Big Diddy Baits sponsored the event where you could fish Salamonie or Mississinewa.

The winning team was Joe Rosinski and Luther McDonald with seven fish (tournament limit) weighing 8.62 lbs. Just barely off that mark was Anderson anglers Patrick Stone and Patrick Vowel with 8.60 lbs.

The big fish of the tournament weighed 1.82 lbs. Fifty teams fished the one-day tournament.

Our two local anglers began the day using Big Diddy pink/green pintail grubs fished on Grenada Lake Tackle 1/32 oz. spinner jigs. When the wind increased, the team went to pushing minnows on a Spider rig using Ozark rods.

The 1/32nd oz. jig is needed to slow the fall in heavily stained water. Using a bobber slows them down even more but hurts my casting accuracy. Steve Jett caught one using a bobber that measured 14 inches.

The next evening, I was fishing the passing of a cold front. The sky was cloudless and the wind strong out of the west. I was on the hunt for large redear at a local pond.

*Record extracts*.
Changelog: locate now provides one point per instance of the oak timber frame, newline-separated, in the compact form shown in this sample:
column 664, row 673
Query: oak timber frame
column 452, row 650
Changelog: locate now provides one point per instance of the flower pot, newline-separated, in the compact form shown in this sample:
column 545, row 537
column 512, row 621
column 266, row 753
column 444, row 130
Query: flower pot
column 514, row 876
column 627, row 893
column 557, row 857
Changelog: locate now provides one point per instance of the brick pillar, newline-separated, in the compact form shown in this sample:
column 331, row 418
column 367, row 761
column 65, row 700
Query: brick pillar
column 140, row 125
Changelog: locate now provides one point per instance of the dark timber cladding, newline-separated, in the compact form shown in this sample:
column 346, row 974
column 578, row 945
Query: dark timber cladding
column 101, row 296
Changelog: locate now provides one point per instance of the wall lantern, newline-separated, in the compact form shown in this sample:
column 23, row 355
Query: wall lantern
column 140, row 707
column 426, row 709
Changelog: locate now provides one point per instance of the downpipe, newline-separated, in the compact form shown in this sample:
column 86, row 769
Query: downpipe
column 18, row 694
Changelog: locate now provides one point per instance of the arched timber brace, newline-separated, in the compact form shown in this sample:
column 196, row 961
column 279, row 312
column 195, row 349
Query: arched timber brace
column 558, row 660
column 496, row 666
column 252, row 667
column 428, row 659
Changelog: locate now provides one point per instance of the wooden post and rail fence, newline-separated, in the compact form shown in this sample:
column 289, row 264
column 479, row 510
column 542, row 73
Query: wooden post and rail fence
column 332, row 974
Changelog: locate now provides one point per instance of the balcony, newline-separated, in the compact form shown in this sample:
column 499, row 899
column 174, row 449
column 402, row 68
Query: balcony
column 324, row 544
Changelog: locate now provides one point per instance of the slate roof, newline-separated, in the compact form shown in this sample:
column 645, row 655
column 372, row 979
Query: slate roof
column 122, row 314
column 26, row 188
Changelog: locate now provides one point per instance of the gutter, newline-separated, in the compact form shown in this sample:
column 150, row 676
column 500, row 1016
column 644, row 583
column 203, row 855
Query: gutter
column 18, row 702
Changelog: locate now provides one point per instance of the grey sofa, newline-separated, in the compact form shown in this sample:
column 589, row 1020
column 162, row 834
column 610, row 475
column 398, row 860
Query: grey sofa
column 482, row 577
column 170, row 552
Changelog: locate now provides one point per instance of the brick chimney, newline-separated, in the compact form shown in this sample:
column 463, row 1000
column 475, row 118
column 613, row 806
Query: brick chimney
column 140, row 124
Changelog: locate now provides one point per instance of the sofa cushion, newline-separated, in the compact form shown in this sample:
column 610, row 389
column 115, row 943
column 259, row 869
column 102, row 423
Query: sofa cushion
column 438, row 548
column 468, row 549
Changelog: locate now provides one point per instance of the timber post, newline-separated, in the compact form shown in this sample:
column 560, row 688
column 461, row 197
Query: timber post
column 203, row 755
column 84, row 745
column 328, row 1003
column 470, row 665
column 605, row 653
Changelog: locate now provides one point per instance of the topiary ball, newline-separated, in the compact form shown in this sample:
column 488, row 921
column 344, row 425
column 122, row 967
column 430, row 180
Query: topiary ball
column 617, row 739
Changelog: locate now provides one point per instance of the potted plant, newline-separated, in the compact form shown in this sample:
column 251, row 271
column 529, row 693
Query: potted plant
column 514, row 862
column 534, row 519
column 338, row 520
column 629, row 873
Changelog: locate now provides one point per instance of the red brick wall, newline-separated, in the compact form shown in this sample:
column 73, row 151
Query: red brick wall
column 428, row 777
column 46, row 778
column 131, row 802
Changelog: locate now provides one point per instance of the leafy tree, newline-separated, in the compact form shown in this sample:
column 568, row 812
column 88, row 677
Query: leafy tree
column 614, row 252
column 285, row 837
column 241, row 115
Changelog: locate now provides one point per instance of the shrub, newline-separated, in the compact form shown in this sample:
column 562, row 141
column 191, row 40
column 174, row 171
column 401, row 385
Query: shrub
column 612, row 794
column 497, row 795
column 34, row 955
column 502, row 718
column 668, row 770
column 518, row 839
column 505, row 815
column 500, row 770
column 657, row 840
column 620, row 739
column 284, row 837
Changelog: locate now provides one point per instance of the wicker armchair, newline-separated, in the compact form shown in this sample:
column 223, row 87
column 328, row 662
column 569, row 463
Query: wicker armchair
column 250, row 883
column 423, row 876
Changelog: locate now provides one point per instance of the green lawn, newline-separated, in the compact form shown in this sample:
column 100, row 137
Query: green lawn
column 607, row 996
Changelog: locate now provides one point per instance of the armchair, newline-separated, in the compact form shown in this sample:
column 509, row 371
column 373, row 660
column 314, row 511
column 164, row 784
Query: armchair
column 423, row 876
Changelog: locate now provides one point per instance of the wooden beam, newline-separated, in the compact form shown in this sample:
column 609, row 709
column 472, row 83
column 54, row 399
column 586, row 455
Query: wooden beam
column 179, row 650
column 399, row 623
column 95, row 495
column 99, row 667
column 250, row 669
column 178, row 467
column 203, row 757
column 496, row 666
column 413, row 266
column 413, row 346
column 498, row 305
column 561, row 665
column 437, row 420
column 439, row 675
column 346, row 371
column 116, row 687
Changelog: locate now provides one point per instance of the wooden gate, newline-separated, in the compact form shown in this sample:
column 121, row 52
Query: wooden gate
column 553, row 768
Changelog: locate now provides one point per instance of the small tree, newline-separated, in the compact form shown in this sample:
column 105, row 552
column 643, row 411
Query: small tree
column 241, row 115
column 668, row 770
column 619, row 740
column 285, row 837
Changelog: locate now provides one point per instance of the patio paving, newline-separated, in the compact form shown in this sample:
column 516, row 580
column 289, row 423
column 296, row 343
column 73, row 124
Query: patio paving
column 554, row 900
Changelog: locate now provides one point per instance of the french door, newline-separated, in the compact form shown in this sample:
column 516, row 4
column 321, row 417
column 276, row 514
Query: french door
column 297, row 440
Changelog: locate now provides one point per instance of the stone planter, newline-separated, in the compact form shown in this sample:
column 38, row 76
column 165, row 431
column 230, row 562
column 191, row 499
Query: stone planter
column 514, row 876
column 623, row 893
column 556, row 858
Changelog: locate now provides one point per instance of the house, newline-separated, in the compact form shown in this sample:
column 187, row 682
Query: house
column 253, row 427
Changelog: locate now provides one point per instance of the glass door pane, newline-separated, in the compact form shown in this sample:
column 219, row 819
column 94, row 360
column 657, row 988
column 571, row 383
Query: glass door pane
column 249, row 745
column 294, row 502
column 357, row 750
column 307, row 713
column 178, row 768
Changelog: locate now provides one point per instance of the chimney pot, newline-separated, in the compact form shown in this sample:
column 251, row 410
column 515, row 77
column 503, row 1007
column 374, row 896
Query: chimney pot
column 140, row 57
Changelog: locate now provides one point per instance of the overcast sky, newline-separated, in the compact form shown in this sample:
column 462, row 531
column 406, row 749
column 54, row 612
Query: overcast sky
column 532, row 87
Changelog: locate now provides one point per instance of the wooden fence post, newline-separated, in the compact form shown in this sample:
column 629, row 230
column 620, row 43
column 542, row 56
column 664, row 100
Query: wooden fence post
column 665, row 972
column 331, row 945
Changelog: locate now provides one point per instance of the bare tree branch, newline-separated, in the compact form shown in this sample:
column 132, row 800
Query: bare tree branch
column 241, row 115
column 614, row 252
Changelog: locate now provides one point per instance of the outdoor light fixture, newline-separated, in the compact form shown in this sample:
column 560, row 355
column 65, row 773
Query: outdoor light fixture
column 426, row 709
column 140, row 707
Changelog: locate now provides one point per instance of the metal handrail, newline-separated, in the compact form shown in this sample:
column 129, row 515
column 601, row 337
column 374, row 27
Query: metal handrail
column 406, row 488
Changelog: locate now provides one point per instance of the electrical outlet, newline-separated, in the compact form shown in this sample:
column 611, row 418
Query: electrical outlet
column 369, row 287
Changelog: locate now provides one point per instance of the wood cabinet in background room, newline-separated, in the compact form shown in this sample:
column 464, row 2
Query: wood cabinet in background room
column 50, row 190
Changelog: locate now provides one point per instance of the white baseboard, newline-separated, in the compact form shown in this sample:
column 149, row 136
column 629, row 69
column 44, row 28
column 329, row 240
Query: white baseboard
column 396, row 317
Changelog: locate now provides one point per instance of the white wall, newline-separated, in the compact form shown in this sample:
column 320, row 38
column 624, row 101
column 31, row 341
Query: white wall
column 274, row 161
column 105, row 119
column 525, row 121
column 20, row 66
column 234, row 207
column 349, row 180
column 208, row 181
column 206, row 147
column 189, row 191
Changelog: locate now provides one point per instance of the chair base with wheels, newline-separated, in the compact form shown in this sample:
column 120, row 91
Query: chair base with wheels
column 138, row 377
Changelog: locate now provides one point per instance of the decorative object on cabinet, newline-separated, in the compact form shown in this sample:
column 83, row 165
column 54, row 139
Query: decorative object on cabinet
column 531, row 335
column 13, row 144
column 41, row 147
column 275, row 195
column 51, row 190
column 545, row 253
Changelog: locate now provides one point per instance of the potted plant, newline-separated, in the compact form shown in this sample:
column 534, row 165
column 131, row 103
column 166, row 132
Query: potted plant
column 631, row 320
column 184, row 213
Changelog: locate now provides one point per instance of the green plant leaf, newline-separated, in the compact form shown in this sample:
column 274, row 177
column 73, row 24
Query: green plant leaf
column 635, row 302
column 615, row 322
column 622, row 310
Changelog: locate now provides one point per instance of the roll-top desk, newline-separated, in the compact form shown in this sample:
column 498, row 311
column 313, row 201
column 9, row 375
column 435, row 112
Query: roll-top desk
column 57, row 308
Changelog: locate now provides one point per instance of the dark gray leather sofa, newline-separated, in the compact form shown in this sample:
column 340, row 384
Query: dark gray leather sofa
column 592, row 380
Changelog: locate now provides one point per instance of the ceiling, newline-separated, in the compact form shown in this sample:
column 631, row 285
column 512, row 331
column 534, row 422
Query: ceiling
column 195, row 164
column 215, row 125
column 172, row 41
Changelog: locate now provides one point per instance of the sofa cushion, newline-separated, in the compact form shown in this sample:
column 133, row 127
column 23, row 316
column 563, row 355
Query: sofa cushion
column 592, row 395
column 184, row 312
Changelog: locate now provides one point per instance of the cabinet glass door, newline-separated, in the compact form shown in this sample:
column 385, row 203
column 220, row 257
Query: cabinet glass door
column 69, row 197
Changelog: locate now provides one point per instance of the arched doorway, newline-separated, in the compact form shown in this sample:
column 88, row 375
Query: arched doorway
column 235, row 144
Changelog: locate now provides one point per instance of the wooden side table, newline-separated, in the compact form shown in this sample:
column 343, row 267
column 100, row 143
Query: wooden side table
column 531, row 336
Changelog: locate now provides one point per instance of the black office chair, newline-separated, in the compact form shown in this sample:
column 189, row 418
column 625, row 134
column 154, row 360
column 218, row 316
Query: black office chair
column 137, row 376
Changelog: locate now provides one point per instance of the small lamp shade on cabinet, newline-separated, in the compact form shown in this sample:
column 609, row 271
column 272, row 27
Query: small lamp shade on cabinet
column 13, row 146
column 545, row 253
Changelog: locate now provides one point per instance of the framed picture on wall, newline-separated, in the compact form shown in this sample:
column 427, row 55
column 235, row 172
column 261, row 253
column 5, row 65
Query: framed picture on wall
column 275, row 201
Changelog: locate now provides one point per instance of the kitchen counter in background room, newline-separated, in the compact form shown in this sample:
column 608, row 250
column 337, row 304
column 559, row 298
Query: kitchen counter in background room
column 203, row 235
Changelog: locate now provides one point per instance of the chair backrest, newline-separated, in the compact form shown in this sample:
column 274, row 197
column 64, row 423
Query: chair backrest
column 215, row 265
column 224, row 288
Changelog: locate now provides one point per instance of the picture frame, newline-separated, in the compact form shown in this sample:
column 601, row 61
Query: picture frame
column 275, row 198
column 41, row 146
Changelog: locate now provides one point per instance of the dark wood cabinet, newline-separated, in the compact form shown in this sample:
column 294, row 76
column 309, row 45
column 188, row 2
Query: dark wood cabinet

*Exercise set*.
**a)** How many teams fished the one-day tournament, according to the fishing tournament report?
**b)** Pick up the fishing tournament report after its last sentence and keep it going.

*Answers*.
**a)** Fifty teams fished it.

**b)**
It seemed the shallow end would be the warmest, but my little Muey jig only produced one small bass.

My normal retrieve, with a weighted bobber above the jig, is a shivering cadence with a steady retrieve. That was not working on this day.

About 60 casts later, I tried the dam end of the pond. While sitting in a tri-legged hunting chair, the lid blew off my wax worms and was headed for the water. Once I caught up with the fleeting plastic, I noticed my bobber gone.

The rest of the evening, I twitched the bobber in place and then let it set. I did not set the world on fire but did catch some big sunfish. I guess a super slow retrieve is good on species other than crappie.

I have little to report on morel mushrooms. Folks are finding a few small blacks. We need some 70-degree temperatures by April 18 or this season might be a bust.


Rick L. Bramwell began writing for the Anderson Herald Bulletin in 1972. He likes to hunt small game, deer, turkey and morel mushrooms. Bramwell’s 174-7/8 typical whitetail is the largest ever taken in Madison County. He used to compete in Red Man and BASS Federation tournaments, but is now content to fish ponds and small lakes for bass and panfish. For most of 43 years Bramwell has coached Baseball and softball. He has three grown children and resides in Madison County, near Pendleton.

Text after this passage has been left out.